What is expected: Render every line of the records below as a Markdown table with two columns, Row and Record line. Number the rows, skip blank lines, and omit the pictures.

Extracted material:
⟨

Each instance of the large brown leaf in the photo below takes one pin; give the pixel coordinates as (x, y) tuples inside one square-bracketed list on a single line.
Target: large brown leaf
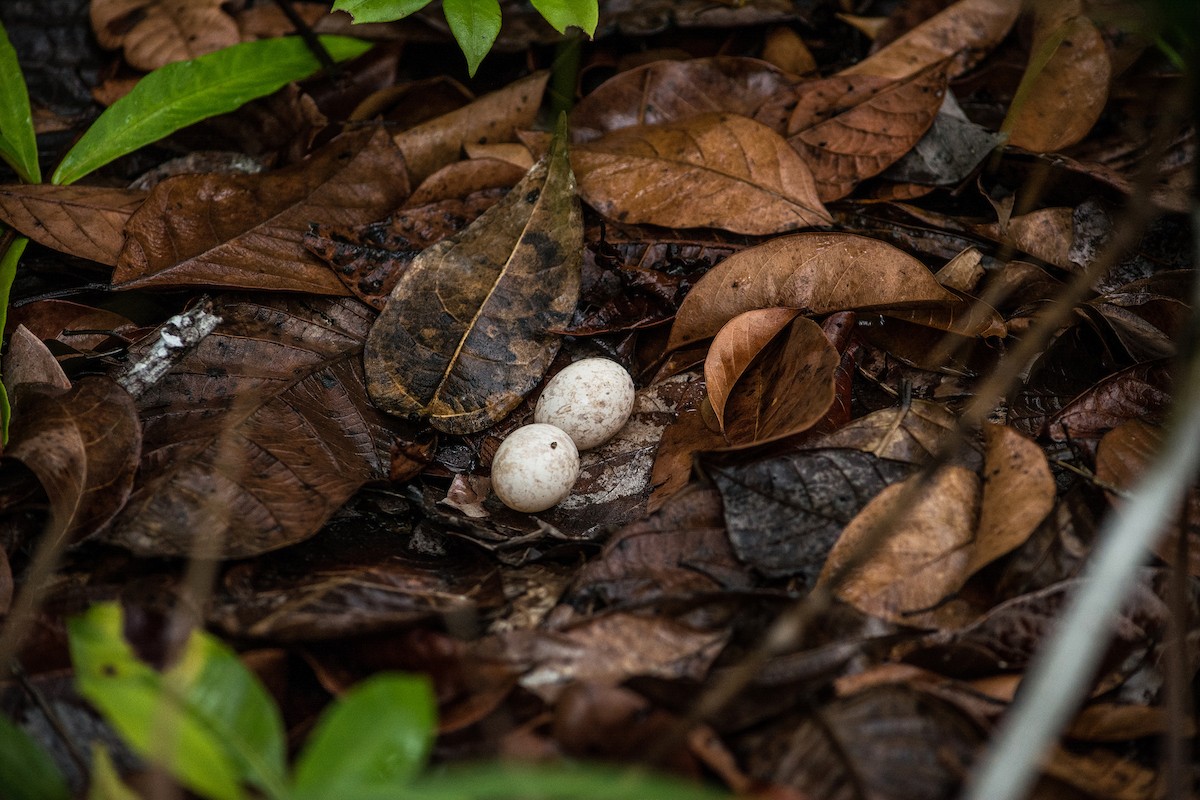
[(246, 230), (786, 390), (84, 221), (713, 170), (735, 347), (431, 145), (83, 445), (669, 91), (1043, 119), (259, 434), (965, 30), (852, 127), (816, 272), (467, 331)]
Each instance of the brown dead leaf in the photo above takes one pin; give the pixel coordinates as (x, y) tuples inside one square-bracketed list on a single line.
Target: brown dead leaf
[(1122, 458), (786, 390), (1018, 493), (1103, 774), (606, 649), (911, 433), (467, 331), (258, 434), (83, 221), (83, 445), (671, 91), (156, 32), (853, 127), (735, 348), (713, 170), (431, 145), (246, 230), (925, 557), (965, 31), (816, 272), (27, 360), (1067, 95)]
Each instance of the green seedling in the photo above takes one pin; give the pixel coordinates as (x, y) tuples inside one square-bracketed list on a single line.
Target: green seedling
[(166, 101), (475, 23), (209, 722)]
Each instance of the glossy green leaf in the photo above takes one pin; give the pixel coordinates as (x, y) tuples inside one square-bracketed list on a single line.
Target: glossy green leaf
[(18, 144), (563, 13), (497, 781), (379, 11), (106, 783), (475, 24), (372, 743), (207, 719), (181, 94), (9, 260), (27, 771)]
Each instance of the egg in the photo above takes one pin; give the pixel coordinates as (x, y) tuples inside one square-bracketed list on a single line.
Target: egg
[(591, 400), (534, 468)]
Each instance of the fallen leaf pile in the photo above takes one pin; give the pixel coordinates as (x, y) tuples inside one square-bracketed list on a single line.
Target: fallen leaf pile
[(809, 276)]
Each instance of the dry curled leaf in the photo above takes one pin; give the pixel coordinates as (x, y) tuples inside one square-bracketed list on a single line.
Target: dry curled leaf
[(670, 91), (965, 31), (467, 331), (816, 272), (156, 32), (853, 127), (83, 221), (1067, 94), (246, 230), (713, 170), (259, 434)]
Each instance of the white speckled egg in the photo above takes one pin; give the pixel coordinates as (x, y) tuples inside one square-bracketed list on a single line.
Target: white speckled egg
[(534, 468), (591, 400)]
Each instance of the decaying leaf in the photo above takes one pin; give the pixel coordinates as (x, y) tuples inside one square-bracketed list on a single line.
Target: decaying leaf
[(259, 434), (431, 145), (83, 445), (1067, 79), (155, 32), (713, 170), (467, 330), (735, 348), (784, 513), (786, 390), (670, 91), (83, 221), (965, 31), (852, 127), (246, 230), (816, 272)]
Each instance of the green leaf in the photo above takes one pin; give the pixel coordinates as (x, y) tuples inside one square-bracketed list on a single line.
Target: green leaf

⟩

Output of the exercise:
| Row | Record line |
|---|---|
| 1 | Each instance of the large brown leaf in the photo below takes one pin; give the pixel coordinates as (x, y) tuples inside one square-bracketed list on a single line. |
| 2 | Target: large brown leaf |
| 3 | [(246, 230), (786, 390), (84, 221), (713, 170), (735, 347), (431, 145), (83, 445), (669, 91), (1043, 119), (259, 434), (965, 30), (852, 127), (816, 272), (467, 331)] |
| 4 | Each instance of the brown dead leaf in the photo above takes one pin; give the pixel coordinates as (x, y) tuples inside one square-bracketed list on a single line. |
| 5 | Target: brown dead leaf |
| 6 | [(1122, 458), (786, 390), (1018, 493), (1103, 774), (606, 649), (911, 433), (467, 331), (258, 434), (83, 221), (83, 445), (671, 91), (156, 32), (853, 127), (735, 348), (713, 170), (431, 145), (246, 230), (925, 557), (965, 31), (816, 272), (27, 360), (1067, 95)] |
| 7 | Each instance of the green seedling in the photo above takes one pin; give the pixel coordinates as (x, y) tuples inside one square-bracketed list on a single line. |
| 8 | Target: green seedling |
| 9 | [(166, 101), (475, 23), (209, 722)] |
| 10 | Each instance of the glossy green leaf in the photo above takes one pin; give the pixel coordinates as (x, y) tuples inside one square-bracketed list on a single line. |
| 11 | Target: glossy green leaf |
| 12 | [(18, 144), (563, 13), (497, 781), (379, 11), (106, 783), (475, 24), (372, 743), (207, 719), (181, 94), (9, 260), (27, 771)] |
| 13 | Each instance of the egg in the photo above takes one pin; give the pixel coordinates as (x, y) tuples inside one square-bracketed list on a single line. |
| 14 | Target: egg |
| 15 | [(591, 400), (534, 468)] |
| 16 | Each instance of the fallen leaf pile in the photo above takes one pin; give the pixel coordinates as (x, y) tuples inside one square-bracketed list on a single line. |
| 17 | Target: fallen leaf pile |
| 18 | [(809, 276)] |
| 19 | Each instance of the dry curled leaf in the photo above takes one pin; give the pixel coordinates as (x, y) tuples inside one square-bracketed list on a single line. |
| 20 | Target: dry curled leaf |
| 21 | [(670, 91), (965, 31), (467, 331), (816, 272), (156, 32), (853, 127), (83, 221), (1067, 94), (246, 230), (713, 170), (259, 434)] |
| 22 | Each instance of the white speckled egg in the photo above takes one pin; give the pixel coordinates as (x, y) tuples inside one square-bracketed list on a single line. |
| 23 | Target: white speckled egg |
| 24 | [(534, 468), (591, 400)] |
| 25 | Each instance of the decaying leaf in the photo above takes one pin; give the pixel coordinates as (x, y) tuples inside one square-bracketed list on a single line. |
| 26 | Target: decaying leaf |
| 27 | [(259, 434), (431, 145), (83, 445), (1067, 79), (155, 32), (713, 170), (467, 330), (735, 348), (784, 513), (786, 390), (670, 91), (83, 221), (965, 31), (852, 127), (246, 230), (816, 272)] |
| 28 | Each instance of the green leaf in the photo above takes one pin; give the pixel coordinates as (x, y) tuples inside one square-bracketed list on a single line. |
| 29 | Target: green leaf |